▶ WHAT IS EXPECTED
If a line of the records contains the string "black", copy it out.
----- RECORDS SUPPLIED -----
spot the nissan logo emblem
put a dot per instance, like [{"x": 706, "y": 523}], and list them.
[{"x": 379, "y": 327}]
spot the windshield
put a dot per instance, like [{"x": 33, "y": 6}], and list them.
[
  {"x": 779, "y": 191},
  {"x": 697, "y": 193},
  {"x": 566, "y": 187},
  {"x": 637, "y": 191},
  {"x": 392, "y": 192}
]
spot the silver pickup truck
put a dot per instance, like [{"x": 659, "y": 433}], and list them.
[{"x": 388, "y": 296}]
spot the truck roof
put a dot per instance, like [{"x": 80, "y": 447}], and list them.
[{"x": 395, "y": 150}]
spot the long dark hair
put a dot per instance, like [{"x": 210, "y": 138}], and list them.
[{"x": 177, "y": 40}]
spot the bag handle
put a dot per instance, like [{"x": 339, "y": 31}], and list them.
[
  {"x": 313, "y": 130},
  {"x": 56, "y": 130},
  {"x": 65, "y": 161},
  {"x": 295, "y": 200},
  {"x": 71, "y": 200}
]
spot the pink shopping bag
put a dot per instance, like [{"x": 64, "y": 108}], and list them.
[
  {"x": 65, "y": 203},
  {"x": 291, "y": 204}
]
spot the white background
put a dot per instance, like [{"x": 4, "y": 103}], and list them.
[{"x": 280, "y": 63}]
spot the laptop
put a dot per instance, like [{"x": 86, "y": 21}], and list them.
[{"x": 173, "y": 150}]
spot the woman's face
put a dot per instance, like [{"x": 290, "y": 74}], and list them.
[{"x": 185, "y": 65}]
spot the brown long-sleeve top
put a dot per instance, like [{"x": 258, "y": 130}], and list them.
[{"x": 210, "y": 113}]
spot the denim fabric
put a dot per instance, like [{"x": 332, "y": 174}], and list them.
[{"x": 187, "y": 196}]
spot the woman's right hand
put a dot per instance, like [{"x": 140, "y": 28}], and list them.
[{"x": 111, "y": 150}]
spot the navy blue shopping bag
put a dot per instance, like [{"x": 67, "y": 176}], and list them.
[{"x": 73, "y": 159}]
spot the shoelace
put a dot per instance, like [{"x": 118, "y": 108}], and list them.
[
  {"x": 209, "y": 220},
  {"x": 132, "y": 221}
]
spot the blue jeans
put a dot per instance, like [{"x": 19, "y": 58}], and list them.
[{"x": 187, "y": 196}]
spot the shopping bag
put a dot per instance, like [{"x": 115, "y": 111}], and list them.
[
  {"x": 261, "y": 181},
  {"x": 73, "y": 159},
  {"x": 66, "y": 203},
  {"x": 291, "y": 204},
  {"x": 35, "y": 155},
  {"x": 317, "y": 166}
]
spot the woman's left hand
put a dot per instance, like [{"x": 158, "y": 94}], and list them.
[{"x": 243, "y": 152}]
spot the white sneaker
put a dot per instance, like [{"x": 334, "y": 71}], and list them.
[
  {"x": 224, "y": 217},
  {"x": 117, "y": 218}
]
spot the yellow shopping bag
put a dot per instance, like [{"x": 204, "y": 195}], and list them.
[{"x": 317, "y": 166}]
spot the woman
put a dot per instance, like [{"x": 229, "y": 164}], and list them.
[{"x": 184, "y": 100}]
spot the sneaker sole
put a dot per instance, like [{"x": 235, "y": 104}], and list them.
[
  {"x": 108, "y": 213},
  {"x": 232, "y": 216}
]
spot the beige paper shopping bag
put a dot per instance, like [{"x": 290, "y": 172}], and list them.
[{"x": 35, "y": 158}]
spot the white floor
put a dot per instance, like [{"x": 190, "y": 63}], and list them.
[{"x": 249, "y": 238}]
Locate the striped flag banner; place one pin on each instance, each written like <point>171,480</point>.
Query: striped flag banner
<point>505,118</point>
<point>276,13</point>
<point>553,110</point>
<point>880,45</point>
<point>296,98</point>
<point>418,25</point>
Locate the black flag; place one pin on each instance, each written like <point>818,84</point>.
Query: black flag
-----
▶ RESPONSE TO THE TASK
Locate the black flag; place one pin on each instance, each written like <point>818,84</point>.
Query: black flag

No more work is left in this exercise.